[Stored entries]
┏━━

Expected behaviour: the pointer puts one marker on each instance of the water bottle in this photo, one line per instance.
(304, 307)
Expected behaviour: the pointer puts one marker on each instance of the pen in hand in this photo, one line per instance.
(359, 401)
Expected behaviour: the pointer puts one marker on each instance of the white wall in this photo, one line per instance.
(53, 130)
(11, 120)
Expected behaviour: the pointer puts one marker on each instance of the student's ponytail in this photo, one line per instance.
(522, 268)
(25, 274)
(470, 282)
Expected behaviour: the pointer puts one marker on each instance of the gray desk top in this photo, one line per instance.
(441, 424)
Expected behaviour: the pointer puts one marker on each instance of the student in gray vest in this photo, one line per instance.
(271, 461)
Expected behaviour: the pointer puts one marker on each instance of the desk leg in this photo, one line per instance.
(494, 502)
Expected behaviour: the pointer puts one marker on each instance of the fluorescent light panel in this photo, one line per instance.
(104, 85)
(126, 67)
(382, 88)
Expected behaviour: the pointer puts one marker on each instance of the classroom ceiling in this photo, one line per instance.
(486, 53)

┗━━

▶ _Task brief_:
Verbatim reproduction of the entries is required.

▶ _Exercise solution_:
Expected behaviour: the pointer puts one marker on each instance of the water bottle in this photo, one line per instance.
(304, 307)
Expected behaviour: the pointer puts one marker on each instance of the pen in hand in this photo, one line per instance.
(359, 401)
Expected behaviour: the pointer puts one marker on each instance of the white wall in this photo, one line per instance.
(53, 130)
(11, 120)
Expected behaviour: the pointer puts one marker on each instance of the student's ponytail in this photo, one line per instance.
(522, 268)
(25, 274)
(470, 282)
Expected behaviour: the pointer puts one marker on each instance of the gray desk top in this photo, one line per instance.
(441, 424)
Expected behaviour: the pointer puts one marker on each instance of the student in gray vest in this photo, one line per instance.
(271, 461)
Expected behaviour: the pointer puts one marker on each instance of the desk leg in this photo, one line per instance.
(494, 502)
Expected behaviour: the pointer puts one marker on each instance of the fluorescent light panel in this photo, one line per instance.
(104, 85)
(126, 67)
(382, 88)
Expected behaviour: the pointer puts one marker on each instance of the classroom ceiling in this photo, one line per instance.
(486, 53)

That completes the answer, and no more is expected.